━━ Data for the task ━━

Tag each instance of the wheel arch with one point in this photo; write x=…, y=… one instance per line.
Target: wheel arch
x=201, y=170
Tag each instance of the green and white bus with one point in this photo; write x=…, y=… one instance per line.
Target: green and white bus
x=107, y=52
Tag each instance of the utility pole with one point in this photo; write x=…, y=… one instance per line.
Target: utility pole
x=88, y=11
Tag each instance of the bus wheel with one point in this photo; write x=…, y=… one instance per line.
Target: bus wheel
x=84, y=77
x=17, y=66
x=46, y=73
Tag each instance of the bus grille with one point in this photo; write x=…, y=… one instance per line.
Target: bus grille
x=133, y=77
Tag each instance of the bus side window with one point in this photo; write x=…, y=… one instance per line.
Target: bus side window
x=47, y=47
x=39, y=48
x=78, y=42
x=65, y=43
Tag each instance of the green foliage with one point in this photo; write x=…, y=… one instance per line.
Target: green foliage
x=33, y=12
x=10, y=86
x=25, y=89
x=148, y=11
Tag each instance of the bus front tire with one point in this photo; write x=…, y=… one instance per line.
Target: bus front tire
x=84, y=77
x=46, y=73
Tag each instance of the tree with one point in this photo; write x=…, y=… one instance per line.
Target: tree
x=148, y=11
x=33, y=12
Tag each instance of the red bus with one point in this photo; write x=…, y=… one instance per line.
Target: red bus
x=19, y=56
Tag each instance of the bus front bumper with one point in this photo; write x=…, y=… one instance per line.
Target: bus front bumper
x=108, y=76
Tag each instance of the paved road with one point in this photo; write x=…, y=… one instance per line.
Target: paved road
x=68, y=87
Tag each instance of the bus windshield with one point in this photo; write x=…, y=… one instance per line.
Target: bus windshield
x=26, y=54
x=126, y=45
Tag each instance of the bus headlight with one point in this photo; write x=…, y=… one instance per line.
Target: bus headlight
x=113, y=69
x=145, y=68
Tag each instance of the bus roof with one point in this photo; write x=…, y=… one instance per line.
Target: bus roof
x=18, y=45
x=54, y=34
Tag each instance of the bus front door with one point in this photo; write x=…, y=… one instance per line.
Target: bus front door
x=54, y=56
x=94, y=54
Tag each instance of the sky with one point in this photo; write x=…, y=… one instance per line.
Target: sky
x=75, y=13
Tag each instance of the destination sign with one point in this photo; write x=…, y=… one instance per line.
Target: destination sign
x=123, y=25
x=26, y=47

━━━

Locate the line with "Tag each instance of the bus roof" in the entries above; extract it and every line after it, verbatim.

_Output for this exercise_
Tag each instance of the bus roof with one point in this photo; write x=…, y=… one instance per line.
Target: bus roof
x=18, y=45
x=54, y=34
Tag each instance of the bus front door with one point in this photo; write x=…, y=… one instance per line.
Target: bus front door
x=54, y=56
x=94, y=54
Tag each instance of the sky with one point in this photo; write x=…, y=… one instance per line.
Target: sky
x=75, y=13
Tag each instance of the destination sign with one point in this photo; write x=…, y=… one instance per line.
Target: destination sign
x=123, y=25
x=26, y=47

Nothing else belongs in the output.